• PROBLEM: Reproduce the data that follows in its entirety, character for character.

• RECORDS SUPPLIED:
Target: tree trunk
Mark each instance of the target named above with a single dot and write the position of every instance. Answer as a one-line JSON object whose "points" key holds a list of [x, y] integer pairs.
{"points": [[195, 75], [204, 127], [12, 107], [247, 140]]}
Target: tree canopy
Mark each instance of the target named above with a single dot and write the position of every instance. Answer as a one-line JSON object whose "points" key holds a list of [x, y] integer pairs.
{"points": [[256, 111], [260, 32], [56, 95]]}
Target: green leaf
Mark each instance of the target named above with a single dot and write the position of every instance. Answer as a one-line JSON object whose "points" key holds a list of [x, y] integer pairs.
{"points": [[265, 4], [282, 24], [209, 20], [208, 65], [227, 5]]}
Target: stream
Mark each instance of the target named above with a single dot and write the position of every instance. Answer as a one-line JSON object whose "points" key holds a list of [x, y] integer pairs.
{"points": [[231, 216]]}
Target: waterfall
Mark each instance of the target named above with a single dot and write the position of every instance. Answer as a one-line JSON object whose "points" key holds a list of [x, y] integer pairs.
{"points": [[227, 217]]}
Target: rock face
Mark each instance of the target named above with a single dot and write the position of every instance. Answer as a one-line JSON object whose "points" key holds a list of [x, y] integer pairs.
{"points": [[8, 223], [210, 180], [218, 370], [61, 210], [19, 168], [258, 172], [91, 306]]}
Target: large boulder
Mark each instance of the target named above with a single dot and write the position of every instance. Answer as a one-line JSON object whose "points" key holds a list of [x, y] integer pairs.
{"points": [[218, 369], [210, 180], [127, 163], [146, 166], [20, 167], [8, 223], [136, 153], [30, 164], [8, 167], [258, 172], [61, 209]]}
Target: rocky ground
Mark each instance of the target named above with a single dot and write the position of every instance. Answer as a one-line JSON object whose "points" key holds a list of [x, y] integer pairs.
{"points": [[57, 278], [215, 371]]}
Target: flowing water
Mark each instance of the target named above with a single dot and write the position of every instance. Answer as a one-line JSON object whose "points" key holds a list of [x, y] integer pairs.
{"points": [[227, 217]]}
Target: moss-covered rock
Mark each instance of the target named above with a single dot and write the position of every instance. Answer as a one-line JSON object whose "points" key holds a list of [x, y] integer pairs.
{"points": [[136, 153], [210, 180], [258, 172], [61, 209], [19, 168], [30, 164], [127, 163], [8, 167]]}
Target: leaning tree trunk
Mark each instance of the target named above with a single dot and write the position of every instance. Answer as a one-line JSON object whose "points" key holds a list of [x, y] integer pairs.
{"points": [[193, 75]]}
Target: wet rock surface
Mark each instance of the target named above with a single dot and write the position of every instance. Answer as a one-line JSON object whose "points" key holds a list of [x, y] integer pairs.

• CORRECT OUTPUT:
Target: tree trunk
Mark each instance of the target named above with a single dot and write the position of every instance. Answer as a one-line JSON object whose "points" key holds a list of [x, y] integer pairs.
{"points": [[195, 75], [204, 127], [12, 107], [247, 140]]}
Target: tree canopy
Mark each instance of the target named above with a single dot and write the position of every instance. Answer as a one-line JSON object whose "points" key holds a list of [x, y] integer pairs.
{"points": [[256, 111], [260, 32], [56, 95]]}
Target: green leaf
Mark each instance of the target named above with a single dot and write the position of every instance. Answer as a one-line JSON object whose "points" key holds a list of [x, y] integer pairs.
{"points": [[265, 4], [282, 24], [209, 20], [208, 65], [227, 5]]}
Target: stream
Mark each instance of the target named above with a single dot and write the position of every instance. Answer as a one-line JSON object whose "points" key holds a list of [x, y] integer pairs.
{"points": [[231, 216]]}
Target: waterfall
Mark each instance of the target named above with a single dot and write the position of every instance. Answer as a one-line JSON object whose "points" key holds a list of [x, y] integer pairs.
{"points": [[227, 217]]}
Target: rock face
Mark each instance of the target named above with a single dot and write the position of every instance. Answer as a one-line JSON object whose "points" key holds a list of [x, y] integer pairs.
{"points": [[8, 223], [210, 180], [218, 370], [61, 210], [19, 168], [258, 172], [91, 306]]}
Target: large boulder
Mark each instance of the target named above with a single dot and write the position of every instance. Answer as a one-line JSON object whose "points" key holds a list of [x, y] integer pairs.
{"points": [[218, 369], [210, 180], [127, 163], [146, 166], [20, 167], [8, 223], [136, 153], [30, 164], [8, 167], [258, 172], [61, 209]]}
Target: rocky ground
Mark each instance of the target named above with a single dot and write the position of every instance. Answer as a one-line JSON object whose "points" key holds a list of [x, y] integer pairs.
{"points": [[57, 278], [215, 371]]}
Target: flowing water
Mark each instance of the target named above with a single dot and write the position of every instance. Answer as a one-line JSON object whose "points" key holds a list of [x, y] integer pairs.
{"points": [[227, 217]]}
Target: moss-covered rock
Mark each instance of the target named above with a single dot and write the position of every instance. Answer as a one-line JSON object whose "points" key holds a list of [x, y] integer pairs.
{"points": [[136, 153], [210, 180], [258, 172], [61, 209], [19, 168], [30, 164], [127, 163], [8, 167]]}
Target: leaning tree trunk
Mark each instance of the target named above with a single dot and write the position of every instance. Answer as a one-line JSON object whose "points" key holds a list of [x, y] integer pairs.
{"points": [[193, 75]]}
Target: wet rock surface
Mark each instance of the target named above with a single dot and write the position of every instance. Answer as a one-line JSON object whose "points" key holds a list of [x, y] integer pairs.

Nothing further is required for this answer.